▸ Given task:
Reproduce the lines below with every occurrence of "doorway" changed to "entryway", keeping everything else unchanged.

************

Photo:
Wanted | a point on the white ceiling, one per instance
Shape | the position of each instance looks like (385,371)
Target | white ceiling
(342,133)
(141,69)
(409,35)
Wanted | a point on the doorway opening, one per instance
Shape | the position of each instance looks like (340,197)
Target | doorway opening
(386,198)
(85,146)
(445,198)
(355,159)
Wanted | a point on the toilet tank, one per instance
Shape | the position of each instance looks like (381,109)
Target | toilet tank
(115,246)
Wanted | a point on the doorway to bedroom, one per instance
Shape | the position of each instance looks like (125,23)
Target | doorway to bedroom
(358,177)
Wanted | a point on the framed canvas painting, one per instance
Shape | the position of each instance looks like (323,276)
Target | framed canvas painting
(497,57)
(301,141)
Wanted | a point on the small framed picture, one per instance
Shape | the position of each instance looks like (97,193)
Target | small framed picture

************

▸ Answer to this exercise:
Photo:
Wanted | a point on the white ceiling, one per instance
Shape | the position of each instance looks like (385,371)
Target | white ceiling
(342,133)
(141,69)
(409,35)
Wanted | a point on the entryway opening, one per instance
Shape | the position of each instance looks like (340,197)
Target | entryway opening
(386,198)
(85,146)
(445,198)
(355,159)
Wanted | a point on the toilet tank, one per instance
Shape | the position of each instance looks like (381,109)
Target | toilet tank
(115,246)
Wanted | a point on the entryway to bedroom, one per instance
Shape | the position of each instance looks like (125,23)
Target | entryway to bedroom
(358,177)
Wanted | a point on the framed canvas painting, one per instance
Shape | the position of each instance looks like (323,276)
Target | framed canvas painting
(497,57)
(301,141)
Wanted | a point on the small framed picture, one per instance
Shape | the position of each instance looks like (97,193)
Target | small framed picture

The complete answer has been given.